> [Problem statement] Can you print every record below exactly as written?

####################

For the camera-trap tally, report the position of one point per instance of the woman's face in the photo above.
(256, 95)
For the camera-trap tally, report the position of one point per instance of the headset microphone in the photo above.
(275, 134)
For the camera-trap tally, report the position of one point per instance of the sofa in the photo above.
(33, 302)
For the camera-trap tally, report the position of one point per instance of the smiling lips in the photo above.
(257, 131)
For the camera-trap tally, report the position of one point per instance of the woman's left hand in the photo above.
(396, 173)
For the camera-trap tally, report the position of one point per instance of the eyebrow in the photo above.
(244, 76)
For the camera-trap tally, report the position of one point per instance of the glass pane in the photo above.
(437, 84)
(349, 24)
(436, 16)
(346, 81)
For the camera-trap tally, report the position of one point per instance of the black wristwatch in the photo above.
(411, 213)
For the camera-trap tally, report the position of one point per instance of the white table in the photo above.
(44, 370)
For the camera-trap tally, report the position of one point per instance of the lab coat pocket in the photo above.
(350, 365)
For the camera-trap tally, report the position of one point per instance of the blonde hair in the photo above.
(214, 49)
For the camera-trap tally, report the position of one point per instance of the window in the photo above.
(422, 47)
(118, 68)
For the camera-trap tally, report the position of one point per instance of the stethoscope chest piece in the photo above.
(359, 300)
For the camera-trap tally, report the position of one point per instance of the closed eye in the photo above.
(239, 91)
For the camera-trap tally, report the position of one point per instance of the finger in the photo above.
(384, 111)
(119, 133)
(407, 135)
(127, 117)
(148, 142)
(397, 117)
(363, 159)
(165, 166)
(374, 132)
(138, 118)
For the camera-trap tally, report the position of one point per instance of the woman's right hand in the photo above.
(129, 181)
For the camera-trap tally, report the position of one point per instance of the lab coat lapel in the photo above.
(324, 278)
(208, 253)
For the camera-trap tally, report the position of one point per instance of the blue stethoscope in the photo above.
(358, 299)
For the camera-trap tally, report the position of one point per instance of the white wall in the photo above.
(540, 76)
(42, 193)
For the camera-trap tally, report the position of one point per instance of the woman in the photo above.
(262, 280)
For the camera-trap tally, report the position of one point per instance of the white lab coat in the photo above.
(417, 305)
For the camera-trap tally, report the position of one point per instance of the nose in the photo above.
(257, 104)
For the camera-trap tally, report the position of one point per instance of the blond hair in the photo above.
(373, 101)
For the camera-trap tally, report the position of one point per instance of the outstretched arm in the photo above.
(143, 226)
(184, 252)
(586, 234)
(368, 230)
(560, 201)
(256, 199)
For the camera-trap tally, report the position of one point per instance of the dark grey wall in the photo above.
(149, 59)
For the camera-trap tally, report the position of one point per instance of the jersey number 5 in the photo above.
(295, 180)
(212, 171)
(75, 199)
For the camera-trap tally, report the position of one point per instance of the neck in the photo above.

####################

> [Answer to this exercise]
For the camera-trap tally, report the position of one point per instance of the woman's face in the photo above.
(256, 95)
For the camera-trap tally, report the position of one point per instance of the headset microphone in the photo above.
(275, 134)
For the camera-trap tally, report the position of one point per instance of the sofa in the photo above.
(33, 302)
For the camera-trap tally, report the position of one point per instance of the smiling lips in the photo above.
(257, 131)
For the camera-trap tally, report the position of one point per instance of the woman's left hand in the photo above.
(396, 173)
For the camera-trap tally, report the position of one point per instance of the eyebrow in the photo above.
(244, 76)
For the camera-trap tally, report the position of one point per instance of the glass pane in the photo above.
(437, 84)
(349, 24)
(436, 16)
(346, 81)
For the camera-trap tally, report the position of one point per instance of the black wristwatch in the photo above.
(411, 213)
For the camera-trap tally, report the position of one point per instance of the white table in the photo above.
(44, 370)
For the camera-trap tally, report the position of one point per instance of the lab coat pocket in the photo above.
(350, 365)
For the camera-trap tally, report the position of one point per instance of the blonde hair in the photo above.
(214, 49)
For the camera-trap tally, report the position of one point per instance of the window in the photo above.
(422, 47)
(118, 68)
For the camera-trap tally, report the position of one point per instance of the stethoscope chest piece in the photo above.
(359, 300)
For the camera-trap tally, report the position of one point per instance of the closed eye in the photo above.
(239, 91)
For the camera-trap tally, report the position of one point per instance of the finger in the photo above.
(384, 111)
(119, 133)
(407, 135)
(127, 117)
(148, 142)
(397, 117)
(363, 159)
(165, 166)
(374, 132)
(138, 118)
For the camera-trap tally, report the position of one point per instance of the woman's right hand in the photo above.
(129, 181)
For the camera-trap tally, report the position of one point per instance of the lab coat lapel in the photo above.
(324, 278)
(208, 253)
For the camera-trap tally, report the position of one point per instance of the blue stethoscope in the photo above.
(358, 299)
For the camera-trap tally, report the position of one point per instance of the white wall in the photo above.
(540, 76)
(42, 193)
For the camera-trap tally, report the position of one point per instance of the woman in the photo above.
(262, 280)
For the camera-trap tally, report the position of one point per instance of the white lab coat in the photo above.
(417, 305)
For the camera-trap tally, report the position of one point per instance of the nose in the photo above.
(257, 104)
For the camera-trap tally, report the position of one point per instance of the blond hair in the photo above.
(373, 101)
For the camera-trap tally, report the position of one point per instance of the outstretched arm in the photo above.
(143, 226)
(184, 252)
(586, 234)
(368, 230)
(560, 201)
(256, 199)
For the camera-trap tally, report the position of one point per instance of the dark grey wall in the photo above.
(149, 59)
For the camera-trap tally, report the position of one point per instance of the jersey number 5 in the photo above.
(295, 180)
(212, 171)
(75, 199)
For the camera-trap tally, report the position of one point per instance of the neck in the photo above.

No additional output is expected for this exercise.